(Document text)

*****

What is DMA?
Direct Memory Access
Ok, but what does it do?
It copies data between memory and peripherals without CPU intervention. This is done using the DMA controller, which is a distinct hardware module. Nowadays it is incorporated in the MCU but in the past it used to be a separate chip.
What can I you use it for?
Assuming you want to send some bytes from a memory array to UART, you have two approaches: polling or using interrupts.
With polling you will use the CPU to load a byte from the memory array to the UART transmit register, check if the transfer is completed, increment through the array and repeat until end of array. This means using precious CPU cycles and the spending gets worse with the increase in array size.
The other way is to use an UART transmission interrupt. This comes with the advantage that you don't have to regularily check if the transfer is completed, but you will still need to increment through the array and load the transmission register. Also, the context switching to interrupt handler and back to what the CPU was doing takes some CPU cycles. If the transmission speed is high, then your CPU will spend more time serving interrupts than doing anything else.
And here comes DMA. You tell the DMA controller: transfer X bytes from this array over UART. And it will take care of everything: load the transmit register, increment through the array, and repeat untill all X bytes are sent. All this with no CPU intervention.
The DMA controller works both ways. You can also read from the peripheral, for example the UART receiver and write to a memory array a number of bytes.
For this demo I used the STM32VLDISCOVERY
board which is equipped with a STM32F100RBT6B
MCU. This MCU has one DMA controller with 7 DMA channels.
A DMA channel connects a peripheral that makes DMA requests to the DMA controller. Multiple peripherals are connected to one channel but only one peripheral should have DMA requests enabled per channel.
So we can have DMA requests enabled for ADC1(Channel 1), USART1_TX(Channel 4) and SPI1_RX(Channel 2) because they are connected to different channels. But we can't have USART3_TX and SPI1_RX doing DMA requests because they are both connected to Channel 2. We need to choose one of them.
If DMA requests from multiple channels are waiting to be served, the DMA controller has an arbiter that serves them based on priority. Each of the 7 channels has its own implicit priority. You can also set your desired priorities per channel.

*****

[Object point labels]
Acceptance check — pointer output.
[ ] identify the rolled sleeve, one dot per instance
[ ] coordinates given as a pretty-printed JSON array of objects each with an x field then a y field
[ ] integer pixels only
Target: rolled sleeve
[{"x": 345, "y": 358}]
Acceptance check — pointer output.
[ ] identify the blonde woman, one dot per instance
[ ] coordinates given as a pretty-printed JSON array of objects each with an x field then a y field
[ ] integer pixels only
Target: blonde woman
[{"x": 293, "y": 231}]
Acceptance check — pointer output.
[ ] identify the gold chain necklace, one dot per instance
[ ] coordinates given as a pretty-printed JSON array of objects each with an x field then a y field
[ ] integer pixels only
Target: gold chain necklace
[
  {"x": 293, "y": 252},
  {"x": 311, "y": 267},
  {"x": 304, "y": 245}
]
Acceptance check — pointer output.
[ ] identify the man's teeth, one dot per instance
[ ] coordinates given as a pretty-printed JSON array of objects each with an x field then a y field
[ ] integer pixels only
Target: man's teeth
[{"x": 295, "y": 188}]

*****

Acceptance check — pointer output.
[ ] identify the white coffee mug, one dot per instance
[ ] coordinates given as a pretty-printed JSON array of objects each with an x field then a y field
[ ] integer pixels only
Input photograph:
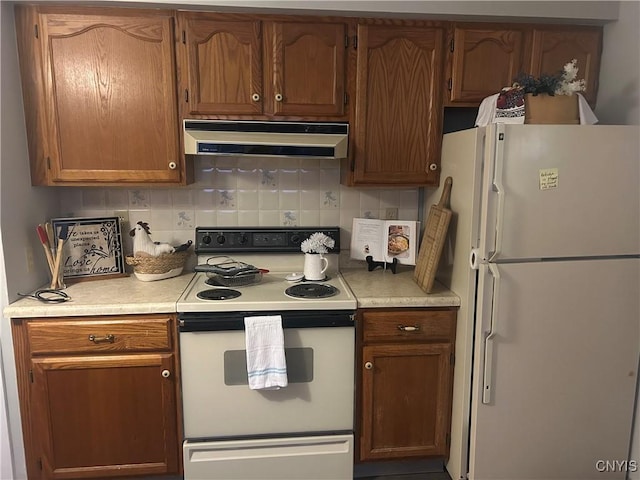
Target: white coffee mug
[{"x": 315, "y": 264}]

*****

(Problems to work on)
A: Please state whether each statement agrees with the DMA text above, giving yes or no and quoting the words of the text that decide it. (i) Today the DMA controller is normally a separate chip. (ii) The STM32F100RBT6B has one DMA controller with 7 DMA channels. (iii) USART3_TX and SPI1_RX can both have DMA requests enabled at the same time.
B: Output the passage of the DMA text starting at "Assuming you want" and ending at "doing anything else.", copied word for word.

(Responses in order)
A:
(i) No: "Nowadays it is incorporated in the MCU but in the past it used to be a separate chip."
(ii) Yes: "This MCU has one DMA controller with 7 DMA channels."
(iii) No: "But we can't have USART3_TX and SPI1_RX doing DMA requests because they are both connected to Channel 2."

B:
Assuming you want to send some bytes from a memory array to UART, you have two approaches: polling or using interrupts.
With polling you will use the CPU to load a byte from the memory array to the UART transmit register, check if the transfer is completed, increment through the array and repeat until end of array. This means using precious CPU cycles and the spending gets worse with the increase in array size.
The other way is to use an UART transmission interrupt. This comes with the advantage that you don't have to regularily check if the transfer is completed, but you will still need to increment through the array and load the transmission register. Also, the context switching to interrupt handler and back to what the CPU was doing takes some CPU cycles. If the transmission speed is high, then your CPU will spend more time serving interrupts than doing anything else.